— Aangeleverde gegevens —
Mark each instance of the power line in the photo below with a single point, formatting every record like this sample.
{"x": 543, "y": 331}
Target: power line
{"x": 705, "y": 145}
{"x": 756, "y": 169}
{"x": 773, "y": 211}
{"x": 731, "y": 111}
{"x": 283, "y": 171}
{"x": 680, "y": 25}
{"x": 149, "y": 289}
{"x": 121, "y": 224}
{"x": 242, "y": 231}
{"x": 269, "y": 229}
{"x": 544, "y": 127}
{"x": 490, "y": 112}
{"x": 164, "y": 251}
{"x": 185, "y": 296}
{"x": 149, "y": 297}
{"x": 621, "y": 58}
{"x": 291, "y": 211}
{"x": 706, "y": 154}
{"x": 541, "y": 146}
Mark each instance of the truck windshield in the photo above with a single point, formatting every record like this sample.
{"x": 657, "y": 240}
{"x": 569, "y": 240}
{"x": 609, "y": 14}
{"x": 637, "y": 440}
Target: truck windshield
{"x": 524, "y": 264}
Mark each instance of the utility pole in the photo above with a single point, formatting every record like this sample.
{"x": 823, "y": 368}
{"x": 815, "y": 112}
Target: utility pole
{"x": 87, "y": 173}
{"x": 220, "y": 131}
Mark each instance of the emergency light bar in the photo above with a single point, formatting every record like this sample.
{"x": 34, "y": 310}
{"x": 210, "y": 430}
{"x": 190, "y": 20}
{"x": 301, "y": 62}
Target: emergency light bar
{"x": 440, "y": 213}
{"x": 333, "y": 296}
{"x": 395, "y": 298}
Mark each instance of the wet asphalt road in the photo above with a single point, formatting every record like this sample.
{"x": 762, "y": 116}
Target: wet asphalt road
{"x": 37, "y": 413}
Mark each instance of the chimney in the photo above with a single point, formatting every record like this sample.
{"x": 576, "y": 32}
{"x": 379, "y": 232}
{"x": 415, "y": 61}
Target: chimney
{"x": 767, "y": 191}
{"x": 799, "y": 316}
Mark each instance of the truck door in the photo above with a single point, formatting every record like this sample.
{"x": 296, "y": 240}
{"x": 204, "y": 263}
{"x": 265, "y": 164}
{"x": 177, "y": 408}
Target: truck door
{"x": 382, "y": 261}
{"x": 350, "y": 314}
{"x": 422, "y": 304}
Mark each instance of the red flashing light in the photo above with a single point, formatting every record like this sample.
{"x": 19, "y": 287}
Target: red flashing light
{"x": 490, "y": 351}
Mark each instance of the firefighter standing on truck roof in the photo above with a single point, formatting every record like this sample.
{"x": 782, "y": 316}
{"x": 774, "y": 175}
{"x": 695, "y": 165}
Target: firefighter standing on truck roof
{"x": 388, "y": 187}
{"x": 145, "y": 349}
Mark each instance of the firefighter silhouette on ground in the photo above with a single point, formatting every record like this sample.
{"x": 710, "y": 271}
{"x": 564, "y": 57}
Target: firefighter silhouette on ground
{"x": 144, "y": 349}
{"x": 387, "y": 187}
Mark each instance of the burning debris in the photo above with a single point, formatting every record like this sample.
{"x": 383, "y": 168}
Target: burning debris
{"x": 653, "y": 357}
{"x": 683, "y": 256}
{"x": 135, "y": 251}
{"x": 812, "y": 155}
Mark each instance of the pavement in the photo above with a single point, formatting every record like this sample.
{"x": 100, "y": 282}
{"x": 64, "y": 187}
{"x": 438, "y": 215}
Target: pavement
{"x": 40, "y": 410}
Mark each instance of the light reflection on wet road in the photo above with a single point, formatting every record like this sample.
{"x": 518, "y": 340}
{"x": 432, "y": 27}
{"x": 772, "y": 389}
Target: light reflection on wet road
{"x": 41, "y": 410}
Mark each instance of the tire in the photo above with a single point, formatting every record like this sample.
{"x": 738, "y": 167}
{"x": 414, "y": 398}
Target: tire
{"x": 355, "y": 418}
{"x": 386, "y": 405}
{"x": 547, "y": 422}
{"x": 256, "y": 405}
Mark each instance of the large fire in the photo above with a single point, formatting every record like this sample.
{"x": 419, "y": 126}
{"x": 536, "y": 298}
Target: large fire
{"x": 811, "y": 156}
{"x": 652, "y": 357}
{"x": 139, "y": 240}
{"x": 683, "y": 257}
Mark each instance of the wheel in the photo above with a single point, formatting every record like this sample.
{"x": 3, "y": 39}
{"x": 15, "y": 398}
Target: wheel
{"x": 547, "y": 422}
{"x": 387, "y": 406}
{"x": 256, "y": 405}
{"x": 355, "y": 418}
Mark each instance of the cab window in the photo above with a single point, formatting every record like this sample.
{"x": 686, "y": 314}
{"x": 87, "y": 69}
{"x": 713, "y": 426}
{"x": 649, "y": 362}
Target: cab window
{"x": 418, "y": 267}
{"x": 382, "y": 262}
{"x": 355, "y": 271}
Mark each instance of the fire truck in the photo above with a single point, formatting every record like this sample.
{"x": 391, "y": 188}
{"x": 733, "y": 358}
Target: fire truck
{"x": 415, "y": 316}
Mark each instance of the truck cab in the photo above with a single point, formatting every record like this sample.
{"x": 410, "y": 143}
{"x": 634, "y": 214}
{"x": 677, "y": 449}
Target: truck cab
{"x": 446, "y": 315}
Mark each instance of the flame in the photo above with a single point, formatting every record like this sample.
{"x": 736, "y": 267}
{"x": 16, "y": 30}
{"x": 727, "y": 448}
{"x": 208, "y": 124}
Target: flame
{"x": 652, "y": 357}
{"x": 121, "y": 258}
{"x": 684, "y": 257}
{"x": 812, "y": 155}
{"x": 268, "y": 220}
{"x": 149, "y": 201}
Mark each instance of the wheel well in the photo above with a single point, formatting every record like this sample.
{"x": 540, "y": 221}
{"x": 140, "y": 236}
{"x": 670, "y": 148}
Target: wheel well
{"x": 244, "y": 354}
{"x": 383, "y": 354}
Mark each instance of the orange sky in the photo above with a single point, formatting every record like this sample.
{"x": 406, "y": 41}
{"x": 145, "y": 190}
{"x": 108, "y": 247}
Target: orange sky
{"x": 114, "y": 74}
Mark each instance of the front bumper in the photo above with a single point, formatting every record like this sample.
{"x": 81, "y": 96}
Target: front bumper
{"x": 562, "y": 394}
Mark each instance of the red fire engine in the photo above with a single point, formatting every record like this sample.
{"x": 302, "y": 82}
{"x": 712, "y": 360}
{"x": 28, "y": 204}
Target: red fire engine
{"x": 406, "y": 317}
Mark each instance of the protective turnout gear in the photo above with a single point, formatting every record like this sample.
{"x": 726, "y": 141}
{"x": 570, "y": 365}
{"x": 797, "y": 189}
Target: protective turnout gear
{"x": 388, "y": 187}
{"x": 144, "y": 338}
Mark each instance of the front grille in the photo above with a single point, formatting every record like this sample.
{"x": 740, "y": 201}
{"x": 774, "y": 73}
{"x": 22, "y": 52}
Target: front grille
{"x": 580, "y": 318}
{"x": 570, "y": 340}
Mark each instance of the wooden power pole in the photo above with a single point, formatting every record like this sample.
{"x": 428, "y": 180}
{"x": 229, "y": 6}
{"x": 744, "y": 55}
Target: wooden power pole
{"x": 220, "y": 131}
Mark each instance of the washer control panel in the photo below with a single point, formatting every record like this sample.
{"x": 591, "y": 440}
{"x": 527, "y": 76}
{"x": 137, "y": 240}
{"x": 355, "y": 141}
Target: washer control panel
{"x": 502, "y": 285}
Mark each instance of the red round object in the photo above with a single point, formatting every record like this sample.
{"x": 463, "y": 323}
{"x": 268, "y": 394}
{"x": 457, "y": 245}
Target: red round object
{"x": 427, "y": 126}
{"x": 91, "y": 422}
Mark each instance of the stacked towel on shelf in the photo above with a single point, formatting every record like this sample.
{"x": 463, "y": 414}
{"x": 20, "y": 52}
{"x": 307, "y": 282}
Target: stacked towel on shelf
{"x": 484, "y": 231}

— Opdrachtomschrijving —
Schrijf het stuk vanaf de regel met "Mark each instance of the stacked" tot en met het einde van de items volledig opnieuw uit. Vermenigvuldig daarbij elke coördinaat in de antwoorden met 1,5 en rond af op hele getallen, waarbij een half naar boven wordt afgerond.

— De uitvoer —
Mark each instance of the stacked towel on shelf in the photo above with a single point, formatting every record like this sample.
{"x": 463, "y": 414}
{"x": 20, "y": 52}
{"x": 307, "y": 282}
Target: stacked towel on shelf
{"x": 726, "y": 347}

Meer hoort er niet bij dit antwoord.